§ **Given records**
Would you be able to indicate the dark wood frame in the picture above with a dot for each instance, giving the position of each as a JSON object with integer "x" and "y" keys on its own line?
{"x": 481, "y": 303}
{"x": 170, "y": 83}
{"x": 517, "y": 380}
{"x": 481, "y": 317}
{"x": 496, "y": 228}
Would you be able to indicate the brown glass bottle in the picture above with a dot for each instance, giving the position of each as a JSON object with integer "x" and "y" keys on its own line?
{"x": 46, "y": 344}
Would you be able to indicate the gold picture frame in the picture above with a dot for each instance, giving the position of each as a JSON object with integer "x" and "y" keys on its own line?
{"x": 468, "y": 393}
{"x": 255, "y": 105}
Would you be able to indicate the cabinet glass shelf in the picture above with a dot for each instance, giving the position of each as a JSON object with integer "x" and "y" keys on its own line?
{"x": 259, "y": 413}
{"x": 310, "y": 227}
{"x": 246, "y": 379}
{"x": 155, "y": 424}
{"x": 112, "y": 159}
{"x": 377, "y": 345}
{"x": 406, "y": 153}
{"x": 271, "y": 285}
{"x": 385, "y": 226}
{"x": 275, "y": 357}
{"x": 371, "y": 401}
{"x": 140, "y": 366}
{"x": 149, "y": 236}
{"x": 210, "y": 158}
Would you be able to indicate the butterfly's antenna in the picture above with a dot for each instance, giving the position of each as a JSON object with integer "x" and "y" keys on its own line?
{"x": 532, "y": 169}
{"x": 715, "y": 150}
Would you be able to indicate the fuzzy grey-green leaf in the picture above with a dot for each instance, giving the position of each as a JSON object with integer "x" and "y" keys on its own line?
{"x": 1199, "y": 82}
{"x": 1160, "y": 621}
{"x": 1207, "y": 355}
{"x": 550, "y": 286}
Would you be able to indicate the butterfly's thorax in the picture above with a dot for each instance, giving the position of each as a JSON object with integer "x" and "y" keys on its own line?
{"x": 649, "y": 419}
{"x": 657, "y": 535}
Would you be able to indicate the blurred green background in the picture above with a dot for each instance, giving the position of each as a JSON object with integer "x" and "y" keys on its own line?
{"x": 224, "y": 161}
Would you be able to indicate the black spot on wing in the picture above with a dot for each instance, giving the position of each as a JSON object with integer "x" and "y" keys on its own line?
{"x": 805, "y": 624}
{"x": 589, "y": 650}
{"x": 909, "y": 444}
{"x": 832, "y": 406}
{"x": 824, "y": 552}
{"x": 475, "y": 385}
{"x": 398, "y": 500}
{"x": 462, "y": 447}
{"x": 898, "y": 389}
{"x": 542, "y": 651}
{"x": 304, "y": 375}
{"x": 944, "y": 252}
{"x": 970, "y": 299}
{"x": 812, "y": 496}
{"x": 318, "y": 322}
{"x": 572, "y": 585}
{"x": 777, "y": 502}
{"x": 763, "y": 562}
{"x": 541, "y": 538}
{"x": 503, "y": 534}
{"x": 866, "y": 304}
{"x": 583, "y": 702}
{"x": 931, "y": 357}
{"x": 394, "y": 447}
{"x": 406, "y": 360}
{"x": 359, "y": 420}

§ **Brief**
Reproduce everything from the line containing "Would you be able to indicate the black" down to the end of the records, requests included. Multiply every x and y coordinate in the answers by 1.4 and round each to a whole number, with halves rounded up.

§ **Solution for this exercise**
Would you be able to indicate the black spot on wing in the picture above with a dot for each instance, giving the position of each as a JSON object with integer "x" and "y" keys on its own line?
{"x": 1127, "y": 874}
{"x": 825, "y": 910}
{"x": 1273, "y": 622}
{"x": 1165, "y": 568}
{"x": 1154, "y": 773}
{"x": 665, "y": 539}
{"x": 557, "y": 700}
{"x": 647, "y": 626}
{"x": 1257, "y": 545}
{"x": 759, "y": 911}
{"x": 426, "y": 525}
{"x": 1322, "y": 353}
{"x": 1358, "y": 419}
{"x": 1137, "y": 694}
{"x": 445, "y": 451}
{"x": 801, "y": 819}
{"x": 1088, "y": 703}
{"x": 1068, "y": 787}
{"x": 757, "y": 753}
{"x": 704, "y": 748}
{"x": 1212, "y": 426}
{"x": 816, "y": 983}
{"x": 1303, "y": 500}
{"x": 552, "y": 626}
{"x": 568, "y": 504}
{"x": 503, "y": 588}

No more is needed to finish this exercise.